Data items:
——————————

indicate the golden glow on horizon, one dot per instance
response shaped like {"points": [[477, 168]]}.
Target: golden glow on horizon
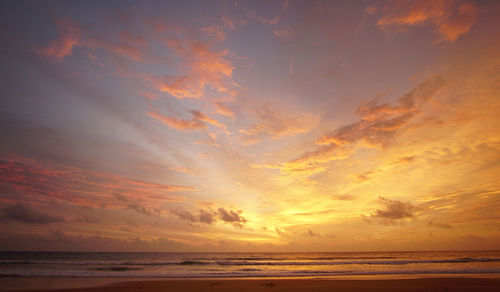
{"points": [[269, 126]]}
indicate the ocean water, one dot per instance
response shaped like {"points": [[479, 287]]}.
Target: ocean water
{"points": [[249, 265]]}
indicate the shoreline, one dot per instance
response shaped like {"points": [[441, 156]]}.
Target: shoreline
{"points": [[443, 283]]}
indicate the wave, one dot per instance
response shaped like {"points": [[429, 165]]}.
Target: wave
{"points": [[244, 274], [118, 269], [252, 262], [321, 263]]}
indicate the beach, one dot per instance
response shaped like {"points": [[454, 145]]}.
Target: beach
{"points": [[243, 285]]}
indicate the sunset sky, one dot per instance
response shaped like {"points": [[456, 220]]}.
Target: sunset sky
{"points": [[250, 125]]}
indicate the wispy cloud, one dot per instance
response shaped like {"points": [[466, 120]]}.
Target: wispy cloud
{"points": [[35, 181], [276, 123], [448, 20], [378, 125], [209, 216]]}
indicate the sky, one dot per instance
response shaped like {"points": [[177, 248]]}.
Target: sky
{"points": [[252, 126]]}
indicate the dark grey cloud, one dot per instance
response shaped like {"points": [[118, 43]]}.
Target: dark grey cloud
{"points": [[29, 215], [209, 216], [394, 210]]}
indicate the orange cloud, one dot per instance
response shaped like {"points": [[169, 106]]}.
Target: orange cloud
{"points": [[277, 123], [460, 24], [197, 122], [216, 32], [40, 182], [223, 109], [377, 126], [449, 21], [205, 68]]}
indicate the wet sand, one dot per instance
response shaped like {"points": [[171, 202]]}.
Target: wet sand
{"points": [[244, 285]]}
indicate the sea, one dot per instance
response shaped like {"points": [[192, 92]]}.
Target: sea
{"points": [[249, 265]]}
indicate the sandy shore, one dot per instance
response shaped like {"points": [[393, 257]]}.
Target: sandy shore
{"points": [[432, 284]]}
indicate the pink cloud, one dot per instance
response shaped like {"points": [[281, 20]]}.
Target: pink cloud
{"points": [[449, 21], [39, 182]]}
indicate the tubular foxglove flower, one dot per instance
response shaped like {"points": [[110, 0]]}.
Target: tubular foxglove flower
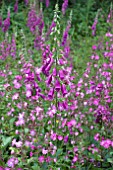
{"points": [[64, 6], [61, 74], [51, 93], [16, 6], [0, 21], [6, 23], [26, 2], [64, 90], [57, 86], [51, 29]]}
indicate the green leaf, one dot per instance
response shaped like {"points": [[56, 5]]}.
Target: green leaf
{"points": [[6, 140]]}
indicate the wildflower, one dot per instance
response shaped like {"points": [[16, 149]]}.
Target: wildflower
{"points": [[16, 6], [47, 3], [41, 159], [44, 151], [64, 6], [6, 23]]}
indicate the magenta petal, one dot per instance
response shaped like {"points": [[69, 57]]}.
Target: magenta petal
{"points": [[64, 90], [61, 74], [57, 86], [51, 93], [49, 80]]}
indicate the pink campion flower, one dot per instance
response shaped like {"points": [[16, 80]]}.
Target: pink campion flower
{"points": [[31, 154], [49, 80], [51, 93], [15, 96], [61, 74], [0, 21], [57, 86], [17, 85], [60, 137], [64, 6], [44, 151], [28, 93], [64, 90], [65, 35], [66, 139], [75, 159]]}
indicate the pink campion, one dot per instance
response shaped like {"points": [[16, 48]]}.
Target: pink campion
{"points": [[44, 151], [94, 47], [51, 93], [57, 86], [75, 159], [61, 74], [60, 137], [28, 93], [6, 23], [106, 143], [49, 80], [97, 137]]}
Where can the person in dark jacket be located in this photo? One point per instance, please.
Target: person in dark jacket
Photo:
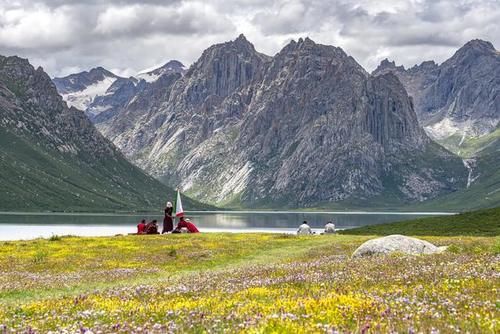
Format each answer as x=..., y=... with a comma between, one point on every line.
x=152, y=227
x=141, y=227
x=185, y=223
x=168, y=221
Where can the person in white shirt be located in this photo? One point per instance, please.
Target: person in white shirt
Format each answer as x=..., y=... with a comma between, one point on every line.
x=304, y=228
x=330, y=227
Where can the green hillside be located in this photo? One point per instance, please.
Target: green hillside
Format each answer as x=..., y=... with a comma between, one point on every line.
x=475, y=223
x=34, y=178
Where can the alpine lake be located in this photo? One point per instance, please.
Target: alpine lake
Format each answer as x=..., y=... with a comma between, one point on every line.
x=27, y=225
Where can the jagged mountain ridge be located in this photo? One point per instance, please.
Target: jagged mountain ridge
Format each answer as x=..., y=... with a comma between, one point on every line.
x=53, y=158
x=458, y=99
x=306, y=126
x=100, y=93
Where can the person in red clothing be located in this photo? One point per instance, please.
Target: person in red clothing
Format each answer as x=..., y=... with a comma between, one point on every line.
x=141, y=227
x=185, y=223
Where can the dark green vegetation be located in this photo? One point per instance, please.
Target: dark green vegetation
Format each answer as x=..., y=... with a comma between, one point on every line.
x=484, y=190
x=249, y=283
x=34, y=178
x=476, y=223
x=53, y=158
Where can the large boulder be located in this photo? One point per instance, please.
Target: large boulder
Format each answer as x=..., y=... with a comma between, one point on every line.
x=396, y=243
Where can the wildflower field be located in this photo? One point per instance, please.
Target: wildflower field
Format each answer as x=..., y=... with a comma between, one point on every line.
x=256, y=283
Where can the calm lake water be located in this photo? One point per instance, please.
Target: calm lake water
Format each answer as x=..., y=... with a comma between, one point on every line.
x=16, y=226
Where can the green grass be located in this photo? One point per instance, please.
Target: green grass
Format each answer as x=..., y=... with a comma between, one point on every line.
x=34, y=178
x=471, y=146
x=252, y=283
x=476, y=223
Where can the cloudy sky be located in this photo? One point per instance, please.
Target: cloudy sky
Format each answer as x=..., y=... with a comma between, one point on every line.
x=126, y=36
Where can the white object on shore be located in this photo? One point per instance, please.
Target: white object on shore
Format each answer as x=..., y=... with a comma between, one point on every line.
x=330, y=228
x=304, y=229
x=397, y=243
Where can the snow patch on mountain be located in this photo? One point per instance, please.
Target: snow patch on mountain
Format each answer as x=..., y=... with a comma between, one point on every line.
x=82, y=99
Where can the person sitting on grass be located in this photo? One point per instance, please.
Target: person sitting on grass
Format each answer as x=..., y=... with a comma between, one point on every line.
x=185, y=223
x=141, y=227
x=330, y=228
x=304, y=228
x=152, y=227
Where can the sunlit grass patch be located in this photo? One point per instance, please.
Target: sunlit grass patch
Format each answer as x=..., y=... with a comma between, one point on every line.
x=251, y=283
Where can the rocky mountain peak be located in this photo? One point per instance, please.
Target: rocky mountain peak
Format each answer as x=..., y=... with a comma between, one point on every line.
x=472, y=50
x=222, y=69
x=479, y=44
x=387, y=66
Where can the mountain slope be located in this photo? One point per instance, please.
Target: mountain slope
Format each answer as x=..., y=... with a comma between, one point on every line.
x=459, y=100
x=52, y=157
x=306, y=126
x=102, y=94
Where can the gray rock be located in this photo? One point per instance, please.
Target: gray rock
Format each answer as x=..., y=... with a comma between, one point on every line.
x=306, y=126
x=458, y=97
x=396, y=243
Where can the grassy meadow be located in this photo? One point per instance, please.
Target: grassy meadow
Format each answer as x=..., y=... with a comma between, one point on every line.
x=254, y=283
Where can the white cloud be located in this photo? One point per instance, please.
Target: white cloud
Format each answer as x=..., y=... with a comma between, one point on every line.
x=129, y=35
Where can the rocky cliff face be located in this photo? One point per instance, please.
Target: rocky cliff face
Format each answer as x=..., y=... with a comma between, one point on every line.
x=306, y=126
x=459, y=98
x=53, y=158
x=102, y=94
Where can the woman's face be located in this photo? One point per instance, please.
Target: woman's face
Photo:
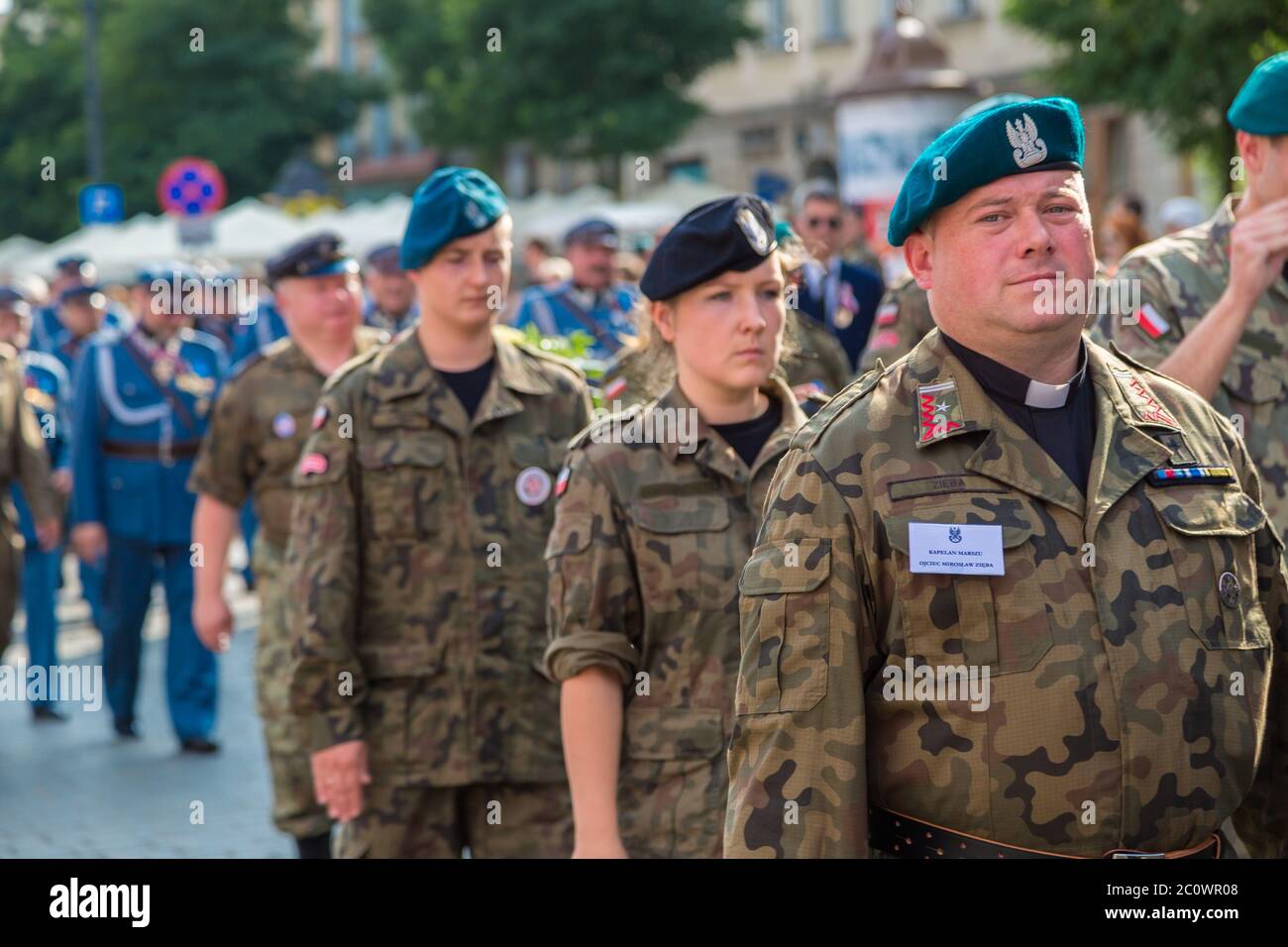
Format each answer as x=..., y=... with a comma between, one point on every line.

——————————

WRITTEN TASK
Copy the material from the line with "Where can the gray" to the line with "x=254, y=283" word for word, including both of those lines.

SOLUTION FOR THIS TASK
Where can the gray rock be located in this photo? One point per instance, please.
Target: gray rock
Format each answer as x=..., y=... with a comma between, one point on every line.
x=306, y=126
x=458, y=97
x=396, y=243
Where can the grassy meadow be located in this photo? One point per instance, please.
Target: grassy meadow
Format each answer as x=..., y=... with a comma between, one point on every line.
x=254, y=283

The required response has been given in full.